» **Consigne**
Relevez dans l'avant-propos chaque groupe formé de l'adverbe « assez » suivi d'un adjectif.

AVANT-PROPOS
Lorsque nous avons, il y a quelques années, écrit Orient et Occident, nous pensions avoir donné, sur les questions qui faisaient l’objet de ce livre, toutes les indications utiles, pour le moment tout au moins. Depuis lors, les événements sont allés en se précipitant avec une vitesse toujours croissante, et, sans nous faire changer d’ailleurs un seul mot à ce que nous disions alors, ils rendent opportunes certaines précisions complémentaires et nous amènent à développer des points de vue sur lesquels nous n’avions pas cru nécessaire d’insister tout d’abord. Ces précisions s’imposent d’autant plus que nous avons vu s’affirmer de nouveau, en ces derniers temps, et sous une forme assez agressive, quelques-unes des confusions que nous nous sommes déjà attaché précisément à dissiper ; tout en nous abstenant soigneusement de nous mêler à aucune polémique, nous avons jugé bon de remettre les choses au point une fois de plus. Il est, dans cet ordre, des considérations, même élémentaires, qui semblent tellement étrangères à l’immense majorité de nos contemporains, que, pour les leur faire comprendre, il ne faut pas se lasser d’y revenir à maintes reprises, en les présentant sous leurs différents aspects, et en expliquant plus complètement, à mesure que les circonstances le permettent, ce qui peut donner lieu à des difficultés qu’il n’était pas toujours possible de prévoir du premier coup.
Le titre même du présent volume demande quelques explications que nous devons fournir avant tout, afin que l’on sache bien comment nous l’entendons et qu’il n’y ait à cet égard aucune équivoque. Que l’on puisse parler d’une crise du monde moderne, en prenant ce mot de « crise » dans son acception la plus ordinaire, c’est une chose que beaucoup ne mettent déjà plus en doute, et, à cet égard tout au moins, il s’est produit un changement assez sensible : sous l’action même des événements, certaines illusions commencent à se dissiper, et nous ne pouvons, pour notre part, que nous en féliciter, car il y a là, malgré tout, un symptôme assez favorable, l’indice d’une possibilité de redressement de la mentalité contemporaine, quelque chose qui apparaît comme une faible lueur au milieu du chaos actuel. C’est ainsi que la croyance à un « progrès » indéfini, qui était tenue naguère encore pour une sorte de dogme intangible et indiscutable, n’est plus aussi généralement admise ; certains entrevoient plus ou moins vaguement, plus ou moins confusément, que la civilisation occidentale, au lieu d’aller toujours en continuant à se développer dans le même sens, pourrait bien arriver un jour à un point d’arrêt, ou même sombrer entièrement dans quelque cataclysme. Peut-être ceux-là ne voient-ils pas nettement où est le danger, et les craintes chimériques ou puériles qu’ils manifestent parfois prouvent suffisamment la persistance de bien des erreurs dans leur esprit ; mais enfin c’est déjà quelque chose qu’ils se rendent compte qu’il y a un danger, même s’ils le sentent plus qu’ils ne le comprennent vraiment, et qu’ils parviennent à concevoir que cette civilisation dont les modernes sont si infatués n’occupe pas une place privilégiée dans l’histoire du monde, qu’elle peut avoir le même sort que tant d’autres qui ont déjà disparu à des époques plus ou moins lointaines, et dont certaines n’ont laissé derrière elles que des traces infimes, des vestiges à peine perceptibles ou difficilement reconnaissables.

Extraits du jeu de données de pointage
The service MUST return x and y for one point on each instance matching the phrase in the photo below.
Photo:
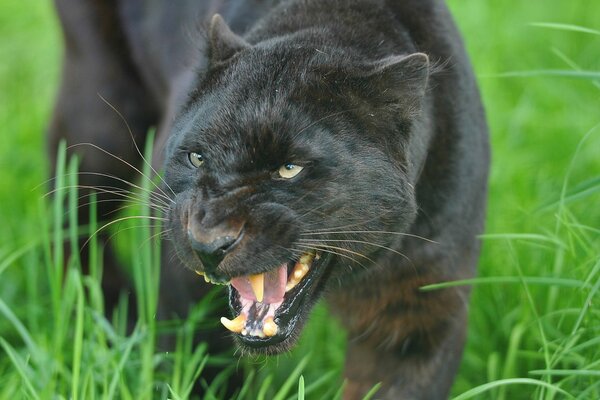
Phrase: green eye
(196, 159)
(289, 170)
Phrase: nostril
(210, 250)
(220, 245)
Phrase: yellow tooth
(258, 285)
(306, 259)
(270, 328)
(235, 325)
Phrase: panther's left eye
(196, 159)
(289, 170)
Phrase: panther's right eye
(196, 159)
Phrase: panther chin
(270, 308)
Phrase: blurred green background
(543, 215)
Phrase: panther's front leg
(409, 340)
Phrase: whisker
(118, 220)
(337, 248)
(335, 253)
(135, 144)
(128, 183)
(109, 190)
(317, 232)
(149, 191)
(124, 162)
(356, 241)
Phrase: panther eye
(196, 159)
(289, 170)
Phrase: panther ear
(222, 42)
(397, 80)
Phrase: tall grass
(534, 319)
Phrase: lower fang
(300, 270)
(270, 328)
(236, 325)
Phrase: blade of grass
(289, 382)
(533, 280)
(20, 367)
(372, 392)
(565, 27)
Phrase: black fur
(394, 151)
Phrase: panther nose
(212, 249)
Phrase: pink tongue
(274, 286)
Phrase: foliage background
(543, 218)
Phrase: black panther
(310, 148)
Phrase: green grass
(534, 324)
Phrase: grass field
(534, 321)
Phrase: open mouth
(268, 305)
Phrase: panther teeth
(257, 282)
(300, 270)
(236, 325)
(270, 328)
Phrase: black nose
(211, 254)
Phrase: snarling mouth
(269, 305)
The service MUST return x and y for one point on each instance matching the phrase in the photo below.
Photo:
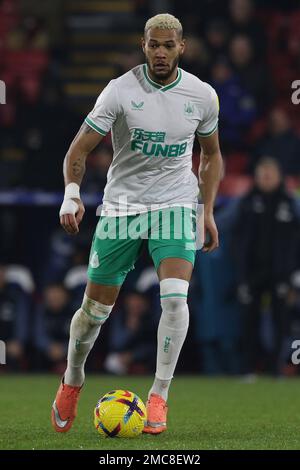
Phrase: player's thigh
(113, 253)
(175, 267)
(102, 293)
(173, 246)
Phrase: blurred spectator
(216, 35)
(238, 108)
(14, 311)
(254, 75)
(243, 21)
(195, 59)
(52, 326)
(265, 246)
(132, 337)
(281, 143)
(47, 118)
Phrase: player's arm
(72, 208)
(210, 172)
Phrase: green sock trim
(94, 317)
(173, 295)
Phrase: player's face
(162, 48)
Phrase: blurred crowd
(245, 297)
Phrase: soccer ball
(120, 413)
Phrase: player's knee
(173, 294)
(95, 312)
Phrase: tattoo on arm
(85, 128)
(78, 167)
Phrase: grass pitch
(204, 413)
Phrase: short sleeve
(210, 120)
(105, 111)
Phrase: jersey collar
(157, 85)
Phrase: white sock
(171, 333)
(84, 330)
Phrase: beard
(163, 75)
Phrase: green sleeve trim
(93, 126)
(207, 134)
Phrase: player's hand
(211, 233)
(71, 214)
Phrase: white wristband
(72, 190)
(68, 207)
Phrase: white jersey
(153, 130)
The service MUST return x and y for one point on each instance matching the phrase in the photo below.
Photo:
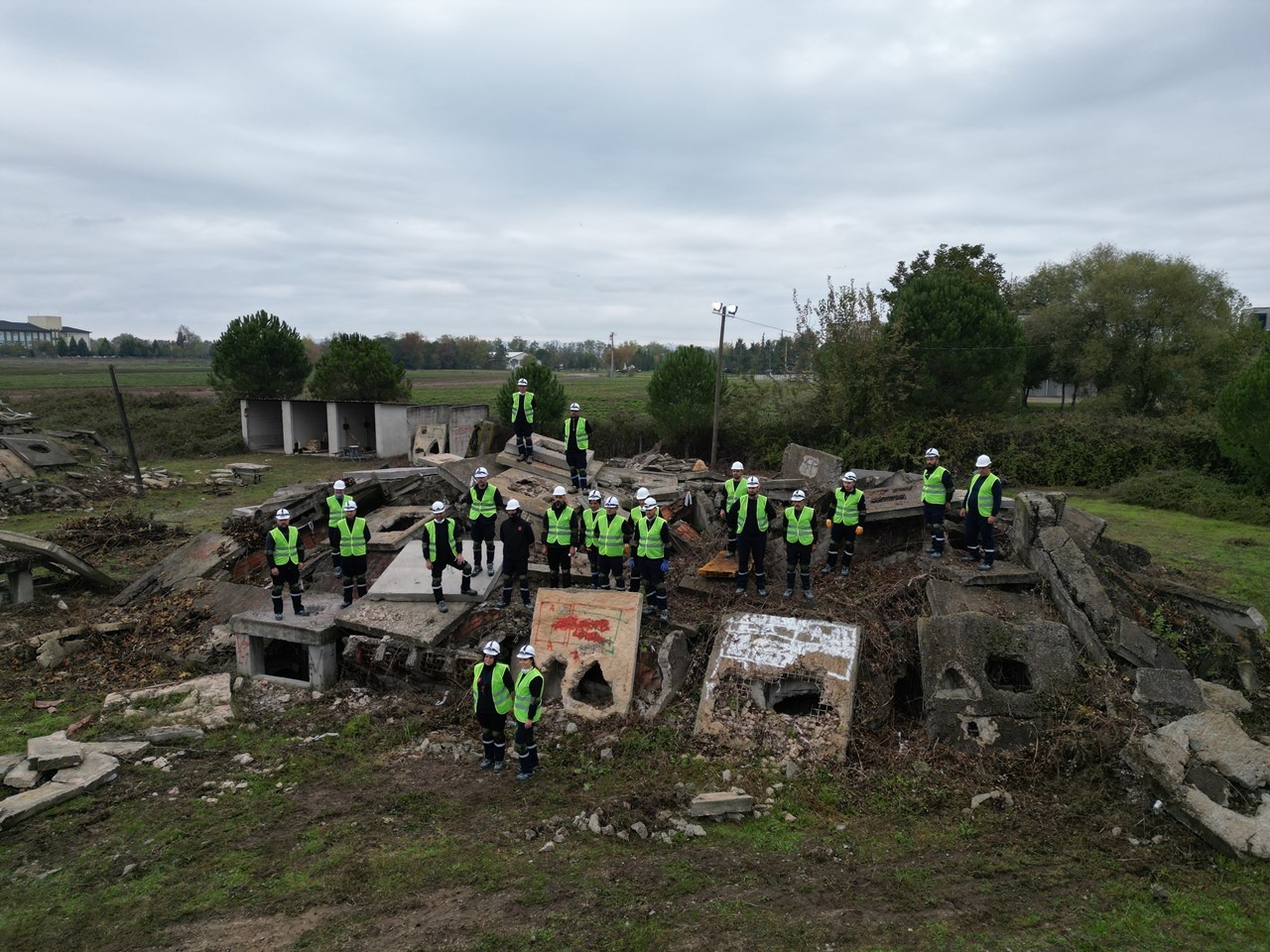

» **Corrigé**
- assez agressive
- assez sensible
- assez favorable